§ YOUR INSTRUCTIONS
Transcribe precisely those lines of the listing that fall between the line containing "the woman's ear" and the last line, inclusive of both.

-- start of DATA PROVIDED --

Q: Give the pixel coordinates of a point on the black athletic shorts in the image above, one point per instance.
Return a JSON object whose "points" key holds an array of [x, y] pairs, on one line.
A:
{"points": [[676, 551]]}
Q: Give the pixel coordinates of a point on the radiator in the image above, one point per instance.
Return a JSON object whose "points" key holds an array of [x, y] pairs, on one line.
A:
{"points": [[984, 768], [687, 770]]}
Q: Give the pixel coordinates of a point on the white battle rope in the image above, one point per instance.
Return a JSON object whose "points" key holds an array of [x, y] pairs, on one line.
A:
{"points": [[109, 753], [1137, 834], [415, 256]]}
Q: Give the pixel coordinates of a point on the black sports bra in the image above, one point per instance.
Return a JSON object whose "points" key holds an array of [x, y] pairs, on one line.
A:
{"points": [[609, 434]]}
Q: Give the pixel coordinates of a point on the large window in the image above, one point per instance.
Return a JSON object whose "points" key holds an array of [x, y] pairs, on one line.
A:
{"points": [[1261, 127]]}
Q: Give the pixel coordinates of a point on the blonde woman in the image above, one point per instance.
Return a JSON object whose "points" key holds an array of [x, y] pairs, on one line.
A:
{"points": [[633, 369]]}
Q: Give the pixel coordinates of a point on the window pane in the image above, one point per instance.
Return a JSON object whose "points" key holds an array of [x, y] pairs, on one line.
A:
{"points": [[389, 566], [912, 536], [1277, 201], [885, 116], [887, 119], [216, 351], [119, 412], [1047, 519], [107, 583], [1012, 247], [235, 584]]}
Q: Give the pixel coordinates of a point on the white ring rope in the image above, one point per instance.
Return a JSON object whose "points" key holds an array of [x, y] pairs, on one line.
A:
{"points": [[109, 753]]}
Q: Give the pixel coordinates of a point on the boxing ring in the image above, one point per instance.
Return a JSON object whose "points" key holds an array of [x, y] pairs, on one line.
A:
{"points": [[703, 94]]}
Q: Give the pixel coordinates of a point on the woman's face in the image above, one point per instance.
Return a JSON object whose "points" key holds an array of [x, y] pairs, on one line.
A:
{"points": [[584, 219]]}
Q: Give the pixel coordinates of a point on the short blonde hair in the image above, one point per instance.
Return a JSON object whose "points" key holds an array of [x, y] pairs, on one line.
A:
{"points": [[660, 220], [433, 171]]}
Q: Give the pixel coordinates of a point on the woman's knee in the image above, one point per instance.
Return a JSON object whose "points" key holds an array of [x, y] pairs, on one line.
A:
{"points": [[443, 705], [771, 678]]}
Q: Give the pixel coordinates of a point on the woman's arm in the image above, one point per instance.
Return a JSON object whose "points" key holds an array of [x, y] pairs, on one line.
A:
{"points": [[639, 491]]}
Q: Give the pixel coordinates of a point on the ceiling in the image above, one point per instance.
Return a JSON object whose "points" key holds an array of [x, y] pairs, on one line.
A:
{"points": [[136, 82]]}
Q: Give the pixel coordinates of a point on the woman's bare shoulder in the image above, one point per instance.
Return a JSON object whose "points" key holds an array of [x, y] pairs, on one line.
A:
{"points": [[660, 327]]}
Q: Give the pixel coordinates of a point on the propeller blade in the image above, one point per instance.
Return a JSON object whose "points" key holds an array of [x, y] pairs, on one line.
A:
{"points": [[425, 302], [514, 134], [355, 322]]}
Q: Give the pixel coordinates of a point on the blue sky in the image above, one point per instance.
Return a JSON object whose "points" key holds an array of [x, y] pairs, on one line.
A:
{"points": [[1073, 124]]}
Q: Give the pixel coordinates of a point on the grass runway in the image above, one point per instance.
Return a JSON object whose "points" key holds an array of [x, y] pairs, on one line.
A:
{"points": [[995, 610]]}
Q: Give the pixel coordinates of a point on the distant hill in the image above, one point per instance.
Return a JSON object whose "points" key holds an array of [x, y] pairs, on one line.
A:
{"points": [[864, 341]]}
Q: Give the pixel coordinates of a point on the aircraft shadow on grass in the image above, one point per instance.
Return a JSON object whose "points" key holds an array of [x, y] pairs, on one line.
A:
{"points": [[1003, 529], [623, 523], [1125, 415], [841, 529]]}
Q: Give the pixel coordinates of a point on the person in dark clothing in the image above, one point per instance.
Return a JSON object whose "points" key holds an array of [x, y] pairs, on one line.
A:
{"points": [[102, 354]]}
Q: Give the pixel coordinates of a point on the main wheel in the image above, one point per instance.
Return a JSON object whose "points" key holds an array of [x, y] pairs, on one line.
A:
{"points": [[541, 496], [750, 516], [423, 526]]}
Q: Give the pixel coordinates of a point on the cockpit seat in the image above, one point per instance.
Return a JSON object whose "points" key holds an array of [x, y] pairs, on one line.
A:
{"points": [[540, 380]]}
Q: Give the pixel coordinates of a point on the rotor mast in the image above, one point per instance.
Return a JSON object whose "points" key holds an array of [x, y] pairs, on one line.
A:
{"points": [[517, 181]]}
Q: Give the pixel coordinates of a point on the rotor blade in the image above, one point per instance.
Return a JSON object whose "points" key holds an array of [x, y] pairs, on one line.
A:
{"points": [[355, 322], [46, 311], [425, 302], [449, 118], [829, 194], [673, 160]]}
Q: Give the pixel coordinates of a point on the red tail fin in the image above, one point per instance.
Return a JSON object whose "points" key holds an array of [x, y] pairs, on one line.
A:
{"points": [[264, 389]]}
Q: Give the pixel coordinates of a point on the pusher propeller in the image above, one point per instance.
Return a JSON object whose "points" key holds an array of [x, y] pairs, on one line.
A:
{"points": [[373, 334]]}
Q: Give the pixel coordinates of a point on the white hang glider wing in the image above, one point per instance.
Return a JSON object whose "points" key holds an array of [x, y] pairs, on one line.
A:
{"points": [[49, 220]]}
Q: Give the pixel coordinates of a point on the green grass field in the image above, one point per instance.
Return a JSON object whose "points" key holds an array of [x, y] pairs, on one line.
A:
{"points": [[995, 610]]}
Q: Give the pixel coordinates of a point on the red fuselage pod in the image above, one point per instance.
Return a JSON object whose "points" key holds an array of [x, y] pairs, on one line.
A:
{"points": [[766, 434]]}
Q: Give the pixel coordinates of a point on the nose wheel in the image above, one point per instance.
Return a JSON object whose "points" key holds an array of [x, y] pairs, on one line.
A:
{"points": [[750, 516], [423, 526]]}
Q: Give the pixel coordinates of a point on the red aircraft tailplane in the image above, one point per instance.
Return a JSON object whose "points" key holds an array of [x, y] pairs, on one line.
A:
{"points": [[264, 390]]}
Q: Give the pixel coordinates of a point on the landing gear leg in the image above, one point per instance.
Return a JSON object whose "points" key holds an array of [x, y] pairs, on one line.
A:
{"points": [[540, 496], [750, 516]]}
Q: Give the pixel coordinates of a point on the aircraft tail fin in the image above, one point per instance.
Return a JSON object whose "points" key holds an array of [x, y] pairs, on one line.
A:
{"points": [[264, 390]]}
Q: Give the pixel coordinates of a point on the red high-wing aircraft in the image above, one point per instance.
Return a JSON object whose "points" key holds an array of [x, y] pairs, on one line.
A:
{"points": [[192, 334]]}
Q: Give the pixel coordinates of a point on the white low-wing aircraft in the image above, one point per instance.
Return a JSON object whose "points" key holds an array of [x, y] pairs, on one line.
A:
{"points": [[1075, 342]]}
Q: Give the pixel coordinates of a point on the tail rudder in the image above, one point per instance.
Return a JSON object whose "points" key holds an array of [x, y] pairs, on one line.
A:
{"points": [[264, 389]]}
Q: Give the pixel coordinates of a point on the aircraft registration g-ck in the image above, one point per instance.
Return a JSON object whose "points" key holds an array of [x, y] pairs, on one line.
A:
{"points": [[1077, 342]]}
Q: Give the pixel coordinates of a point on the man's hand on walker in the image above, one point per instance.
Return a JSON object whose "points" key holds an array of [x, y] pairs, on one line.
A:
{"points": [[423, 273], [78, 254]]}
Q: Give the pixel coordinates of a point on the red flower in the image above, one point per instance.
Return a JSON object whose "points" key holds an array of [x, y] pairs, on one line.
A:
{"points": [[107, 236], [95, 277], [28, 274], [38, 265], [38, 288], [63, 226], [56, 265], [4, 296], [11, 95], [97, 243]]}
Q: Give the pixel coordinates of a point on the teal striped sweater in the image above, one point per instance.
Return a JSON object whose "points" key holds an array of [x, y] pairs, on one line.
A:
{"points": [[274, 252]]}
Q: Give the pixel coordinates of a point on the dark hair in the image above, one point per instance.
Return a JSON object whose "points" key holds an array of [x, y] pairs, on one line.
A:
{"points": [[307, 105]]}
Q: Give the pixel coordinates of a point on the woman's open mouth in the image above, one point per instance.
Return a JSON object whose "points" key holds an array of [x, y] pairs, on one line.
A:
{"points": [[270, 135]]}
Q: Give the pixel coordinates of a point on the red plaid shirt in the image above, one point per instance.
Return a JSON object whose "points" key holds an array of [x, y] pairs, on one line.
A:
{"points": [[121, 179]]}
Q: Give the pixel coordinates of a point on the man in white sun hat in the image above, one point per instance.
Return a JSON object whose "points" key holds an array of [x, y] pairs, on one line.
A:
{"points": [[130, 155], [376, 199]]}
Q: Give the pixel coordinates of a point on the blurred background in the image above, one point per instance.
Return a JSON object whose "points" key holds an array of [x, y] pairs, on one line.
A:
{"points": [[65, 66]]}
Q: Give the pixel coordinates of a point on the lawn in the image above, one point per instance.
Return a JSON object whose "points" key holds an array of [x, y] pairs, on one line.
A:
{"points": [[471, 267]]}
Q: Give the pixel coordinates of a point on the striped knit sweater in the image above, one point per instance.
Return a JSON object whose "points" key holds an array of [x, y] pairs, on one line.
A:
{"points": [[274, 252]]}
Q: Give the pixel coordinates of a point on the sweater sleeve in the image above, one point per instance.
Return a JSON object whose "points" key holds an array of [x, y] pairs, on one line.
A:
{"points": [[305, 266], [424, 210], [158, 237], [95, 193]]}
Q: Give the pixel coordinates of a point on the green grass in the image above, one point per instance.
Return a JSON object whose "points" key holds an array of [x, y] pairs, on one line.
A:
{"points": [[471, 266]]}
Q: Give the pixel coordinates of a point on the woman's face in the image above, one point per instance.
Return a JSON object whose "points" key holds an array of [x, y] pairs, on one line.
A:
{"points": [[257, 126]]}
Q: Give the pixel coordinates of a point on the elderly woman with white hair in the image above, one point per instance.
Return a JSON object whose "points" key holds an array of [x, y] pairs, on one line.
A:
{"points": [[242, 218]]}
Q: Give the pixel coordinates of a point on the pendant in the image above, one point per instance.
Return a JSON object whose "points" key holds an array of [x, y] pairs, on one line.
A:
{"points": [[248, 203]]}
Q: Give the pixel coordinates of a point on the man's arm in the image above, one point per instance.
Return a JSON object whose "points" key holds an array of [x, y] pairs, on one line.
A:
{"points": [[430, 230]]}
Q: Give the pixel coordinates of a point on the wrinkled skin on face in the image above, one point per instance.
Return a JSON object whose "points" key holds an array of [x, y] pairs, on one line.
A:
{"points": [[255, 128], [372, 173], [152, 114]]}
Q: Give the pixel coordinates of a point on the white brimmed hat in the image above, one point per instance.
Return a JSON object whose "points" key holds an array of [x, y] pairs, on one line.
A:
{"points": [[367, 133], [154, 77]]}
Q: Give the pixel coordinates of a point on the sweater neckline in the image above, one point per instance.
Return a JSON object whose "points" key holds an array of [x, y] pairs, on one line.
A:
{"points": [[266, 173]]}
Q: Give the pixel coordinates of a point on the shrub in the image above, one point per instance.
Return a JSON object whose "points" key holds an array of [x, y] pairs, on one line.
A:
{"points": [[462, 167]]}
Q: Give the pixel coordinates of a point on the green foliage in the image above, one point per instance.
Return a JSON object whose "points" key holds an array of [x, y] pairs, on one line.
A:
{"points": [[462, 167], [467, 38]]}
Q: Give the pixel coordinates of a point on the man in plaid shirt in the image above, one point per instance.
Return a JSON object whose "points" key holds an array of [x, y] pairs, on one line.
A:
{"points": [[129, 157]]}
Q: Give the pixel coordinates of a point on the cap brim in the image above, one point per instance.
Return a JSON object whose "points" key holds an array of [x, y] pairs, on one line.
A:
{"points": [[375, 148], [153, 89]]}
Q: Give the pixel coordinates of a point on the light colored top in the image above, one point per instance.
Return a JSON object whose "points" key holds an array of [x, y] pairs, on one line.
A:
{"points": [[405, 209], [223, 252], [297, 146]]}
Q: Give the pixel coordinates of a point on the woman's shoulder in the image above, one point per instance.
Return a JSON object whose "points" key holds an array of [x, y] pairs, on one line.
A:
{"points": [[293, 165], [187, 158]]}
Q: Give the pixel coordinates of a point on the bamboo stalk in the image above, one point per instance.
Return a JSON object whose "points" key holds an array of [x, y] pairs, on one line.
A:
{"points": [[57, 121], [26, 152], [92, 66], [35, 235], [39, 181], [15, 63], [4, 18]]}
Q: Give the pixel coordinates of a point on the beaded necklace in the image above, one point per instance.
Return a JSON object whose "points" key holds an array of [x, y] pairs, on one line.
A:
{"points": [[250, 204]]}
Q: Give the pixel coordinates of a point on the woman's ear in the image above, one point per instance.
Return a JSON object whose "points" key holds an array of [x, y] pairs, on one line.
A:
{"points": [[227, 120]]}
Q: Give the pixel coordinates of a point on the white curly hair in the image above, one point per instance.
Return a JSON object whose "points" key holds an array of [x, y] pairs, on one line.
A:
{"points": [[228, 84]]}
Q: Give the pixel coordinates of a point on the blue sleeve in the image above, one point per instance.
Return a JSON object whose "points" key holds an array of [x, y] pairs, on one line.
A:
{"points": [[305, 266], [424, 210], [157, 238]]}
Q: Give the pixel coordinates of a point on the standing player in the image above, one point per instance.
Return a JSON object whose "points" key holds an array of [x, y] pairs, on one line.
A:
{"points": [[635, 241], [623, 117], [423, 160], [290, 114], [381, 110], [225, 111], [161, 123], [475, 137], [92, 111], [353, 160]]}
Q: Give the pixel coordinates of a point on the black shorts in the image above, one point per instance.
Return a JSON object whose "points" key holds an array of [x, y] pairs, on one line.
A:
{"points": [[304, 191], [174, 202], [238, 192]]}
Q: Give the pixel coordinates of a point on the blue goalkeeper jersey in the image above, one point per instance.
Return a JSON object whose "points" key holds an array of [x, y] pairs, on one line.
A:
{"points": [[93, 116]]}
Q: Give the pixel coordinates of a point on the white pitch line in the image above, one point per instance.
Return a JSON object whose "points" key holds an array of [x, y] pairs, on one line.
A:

-- end of DATA PROVIDED --

§ FINISHED EXERCISE
Q: Give the pixel coordinates of a point on the woman's ear in the image above, one point per instance.
Return a JSON object whose "points" key holds an array of [x, y] pairs, on one line.
A:
{"points": [[227, 120]]}
Q: Give the pixel coordinates of a point on the white curly hair in the image above, one point per instance.
Return a JSON object whose "points" key holds an array of [x, y] pairs, on one line.
A:
{"points": [[228, 84]]}
Q: Give the pixel coordinates of a point on the blue sleeve in the image above, one point per instance.
Return a JSON object whose "points" key holds an array of [x, y] pairs, on one line.
A:
{"points": [[305, 266], [424, 210], [157, 238]]}
Q: Give the pixel coordinates of a point on the standing player in the image above, one point per instance.
Return a JSON object whose "points" key holds an array of [x, y] pairs, on one line.
A:
{"points": [[635, 241], [623, 117], [423, 160], [290, 114], [381, 110], [225, 111], [161, 123], [475, 137], [92, 111], [353, 160]]}
Q: Give the pixel coordinates of a point on the black shorts in the image above, one point per instance.
Return a JSON object whose "points" key holds an array of [x, y] pairs, on one line.
A:
{"points": [[304, 191], [174, 202], [238, 192]]}
Q: Give the pixel coordinates of a point on the blue goalkeeper jersey in the image above, one point per instance.
Return a JSON object whose "points" key holds an array of [x, y] pairs, on one line.
A:
{"points": [[93, 116]]}
Q: Give the pixel coordinates of a point on the white pitch line in the image above, one point per instance.
Return a JSON object whose "points" key holds an array of [x, y] pairs, on one line.
A:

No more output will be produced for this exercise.